* _PROVIDED PASSAGE_:
☆ ☆ ☆ ☆ ☆

Suffering and Worldviews
Christians should have a far different response to suffering than atheists:
Can one accept the reality of God and of suffering, and not have a fundamental contradiction? For thousands of years philosophers and theologians have argued that we can indeed believe in a good and loving God while also affirming the reality of evil. The two do not cancel each other out. I have written often on these matters, eg.: https://billmuehlenberg.com/2007/04/20/worldviews-and-the-problem-of-evil/
Here I want to revisit the discussion, but narrow things down a bit. The Judeo-Christian worldview says that sorrows and sufferings can be used by God for good – they can be redeemed. They need not be wasted. Scripture speaks to this, as do countless believers over the centuries who have seen God transform their lives, even in the midst of the darkest of times.
Church history is full of such examples. So many have gone through the deepest valleys and suffered terribly, but they can still testify to a good and faithful God, and how their trials and tribulations actually brought them closer to God and to others.

☆ ☆ ☆ ☆ ☆

* _ENTRIES PROVIDED_:
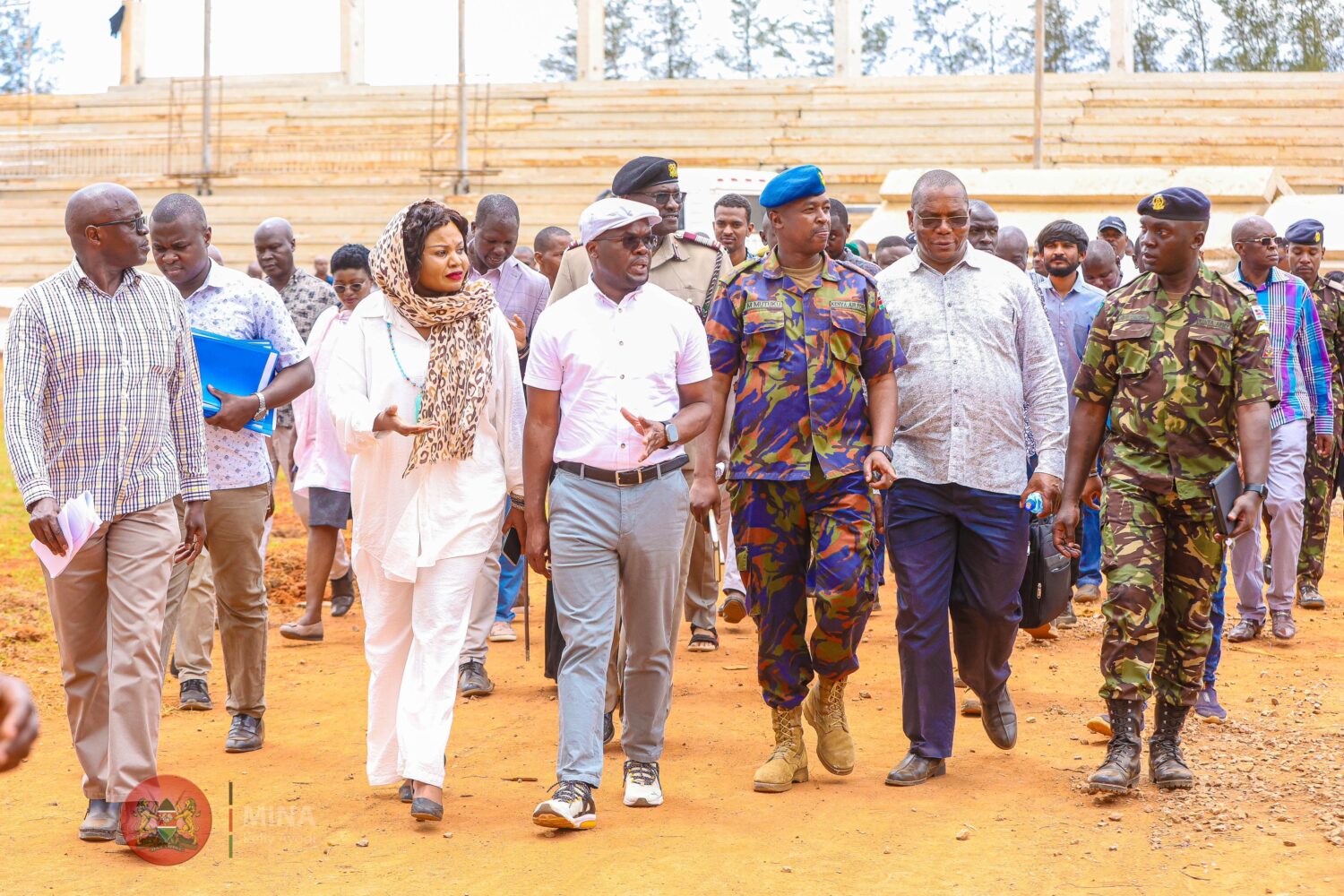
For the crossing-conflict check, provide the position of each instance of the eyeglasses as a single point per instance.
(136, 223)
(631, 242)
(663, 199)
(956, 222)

☆ ☆ ☆ ☆ ☆

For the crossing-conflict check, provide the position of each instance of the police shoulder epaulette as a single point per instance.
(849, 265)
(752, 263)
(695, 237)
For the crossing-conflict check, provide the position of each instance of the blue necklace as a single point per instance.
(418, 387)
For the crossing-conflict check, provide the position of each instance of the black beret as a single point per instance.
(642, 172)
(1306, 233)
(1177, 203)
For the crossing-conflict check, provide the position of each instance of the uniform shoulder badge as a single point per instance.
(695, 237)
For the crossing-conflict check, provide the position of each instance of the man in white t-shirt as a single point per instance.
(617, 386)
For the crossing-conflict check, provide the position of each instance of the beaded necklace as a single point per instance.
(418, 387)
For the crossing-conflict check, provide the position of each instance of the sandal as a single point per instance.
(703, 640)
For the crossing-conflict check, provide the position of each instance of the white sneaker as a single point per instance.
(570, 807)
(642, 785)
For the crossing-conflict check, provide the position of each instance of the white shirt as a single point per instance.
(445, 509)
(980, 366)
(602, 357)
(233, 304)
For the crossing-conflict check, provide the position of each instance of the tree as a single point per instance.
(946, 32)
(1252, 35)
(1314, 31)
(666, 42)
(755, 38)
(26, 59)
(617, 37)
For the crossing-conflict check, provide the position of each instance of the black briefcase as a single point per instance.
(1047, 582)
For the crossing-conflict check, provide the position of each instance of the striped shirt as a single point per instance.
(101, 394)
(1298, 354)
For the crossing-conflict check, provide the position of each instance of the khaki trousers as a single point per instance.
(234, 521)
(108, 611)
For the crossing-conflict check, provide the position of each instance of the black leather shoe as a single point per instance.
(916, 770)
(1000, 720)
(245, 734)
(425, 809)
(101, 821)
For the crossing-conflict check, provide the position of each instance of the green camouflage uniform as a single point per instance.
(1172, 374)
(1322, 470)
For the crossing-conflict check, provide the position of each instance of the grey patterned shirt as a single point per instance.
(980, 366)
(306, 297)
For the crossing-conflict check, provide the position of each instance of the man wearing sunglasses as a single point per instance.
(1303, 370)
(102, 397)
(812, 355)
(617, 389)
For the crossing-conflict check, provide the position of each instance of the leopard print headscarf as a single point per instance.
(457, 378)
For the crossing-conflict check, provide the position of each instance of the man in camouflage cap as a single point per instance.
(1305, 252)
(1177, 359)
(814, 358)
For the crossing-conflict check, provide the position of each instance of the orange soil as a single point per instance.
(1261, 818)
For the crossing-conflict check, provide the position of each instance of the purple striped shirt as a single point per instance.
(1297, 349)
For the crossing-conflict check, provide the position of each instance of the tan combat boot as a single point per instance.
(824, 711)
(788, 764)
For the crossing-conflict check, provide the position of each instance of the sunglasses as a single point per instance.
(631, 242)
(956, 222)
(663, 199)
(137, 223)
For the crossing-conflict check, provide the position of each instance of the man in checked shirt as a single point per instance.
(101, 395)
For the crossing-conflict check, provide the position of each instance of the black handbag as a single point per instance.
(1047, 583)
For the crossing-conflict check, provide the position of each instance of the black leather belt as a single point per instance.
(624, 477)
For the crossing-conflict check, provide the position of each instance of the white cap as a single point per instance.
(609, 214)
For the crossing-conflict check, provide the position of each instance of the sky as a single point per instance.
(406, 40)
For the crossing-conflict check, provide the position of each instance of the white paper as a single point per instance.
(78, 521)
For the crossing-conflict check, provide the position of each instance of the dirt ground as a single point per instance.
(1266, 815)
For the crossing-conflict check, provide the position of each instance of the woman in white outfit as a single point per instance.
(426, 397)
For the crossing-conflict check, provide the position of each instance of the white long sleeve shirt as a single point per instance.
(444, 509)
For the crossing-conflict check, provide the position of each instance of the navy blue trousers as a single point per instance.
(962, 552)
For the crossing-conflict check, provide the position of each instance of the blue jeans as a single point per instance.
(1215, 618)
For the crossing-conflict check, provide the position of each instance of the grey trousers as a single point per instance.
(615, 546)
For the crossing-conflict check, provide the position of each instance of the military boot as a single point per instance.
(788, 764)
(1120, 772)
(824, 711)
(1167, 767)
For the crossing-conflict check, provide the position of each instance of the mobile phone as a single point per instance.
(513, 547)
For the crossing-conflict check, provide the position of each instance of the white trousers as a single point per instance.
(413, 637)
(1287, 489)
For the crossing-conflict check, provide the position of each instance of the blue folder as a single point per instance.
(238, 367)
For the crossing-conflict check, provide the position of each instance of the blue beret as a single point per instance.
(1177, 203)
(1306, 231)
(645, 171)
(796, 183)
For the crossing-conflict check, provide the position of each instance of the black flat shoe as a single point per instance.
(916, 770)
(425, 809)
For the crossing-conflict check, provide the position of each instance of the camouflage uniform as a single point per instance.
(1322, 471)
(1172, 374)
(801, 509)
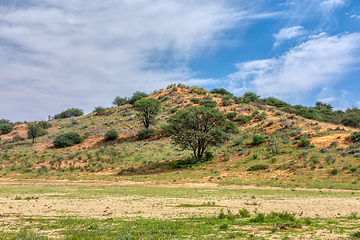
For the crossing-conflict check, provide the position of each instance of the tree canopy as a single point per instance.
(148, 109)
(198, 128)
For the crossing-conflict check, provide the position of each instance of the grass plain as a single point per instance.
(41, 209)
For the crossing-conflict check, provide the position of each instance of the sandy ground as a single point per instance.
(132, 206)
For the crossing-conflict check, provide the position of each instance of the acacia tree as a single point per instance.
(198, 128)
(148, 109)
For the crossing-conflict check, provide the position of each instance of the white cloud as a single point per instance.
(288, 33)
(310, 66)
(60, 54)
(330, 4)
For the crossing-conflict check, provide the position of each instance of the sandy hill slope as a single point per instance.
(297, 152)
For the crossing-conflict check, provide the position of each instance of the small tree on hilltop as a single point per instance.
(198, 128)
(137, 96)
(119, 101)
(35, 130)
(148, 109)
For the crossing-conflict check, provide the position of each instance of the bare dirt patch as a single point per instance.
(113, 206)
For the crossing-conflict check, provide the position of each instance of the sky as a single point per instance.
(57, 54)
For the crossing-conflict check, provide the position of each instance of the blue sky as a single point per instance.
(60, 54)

☆ ☆ ☆ ☆ ☆

* _SET OF TASKS_:
A – In the passage on suffering and worldviews, what does the Judeo-Christian worldview say God can do with sorrows and sufferings?
B – From the passage on suffering and worldviews, copy out the portion that begins at the words "Suffering and Worldviews" and stops after "darkest of times.".

* _ANSWERS PER TASK_:
A – God can use them for good, so they can be redeemed and need not be wasted.

B –
Suffering and Worldviews
Christians should have a far different response to suffering than atheists:
Can one accept the reality of God and of suffering, and not have a fundamental contradiction? For thousands of years philosophers and theologians have argued that we can indeed believe in a good and loving God while also affirming the reality of evil. The two do not cancel each other out. I have written often on these matters, eg.: https://billmuehlenberg.com/2007/04/20/worldviews-and-the-problem-of-evil/
Here I want to revisit the discussion, but narrow things down a bit. The Judeo-Christian worldview says that sorrows and sufferings can be used by God for good – they can be redeemed. They need not be wasted. Scripture speaks to this, as do countless believers over the centuries who have seen God transform their lives, even in the midst of the darkest of times.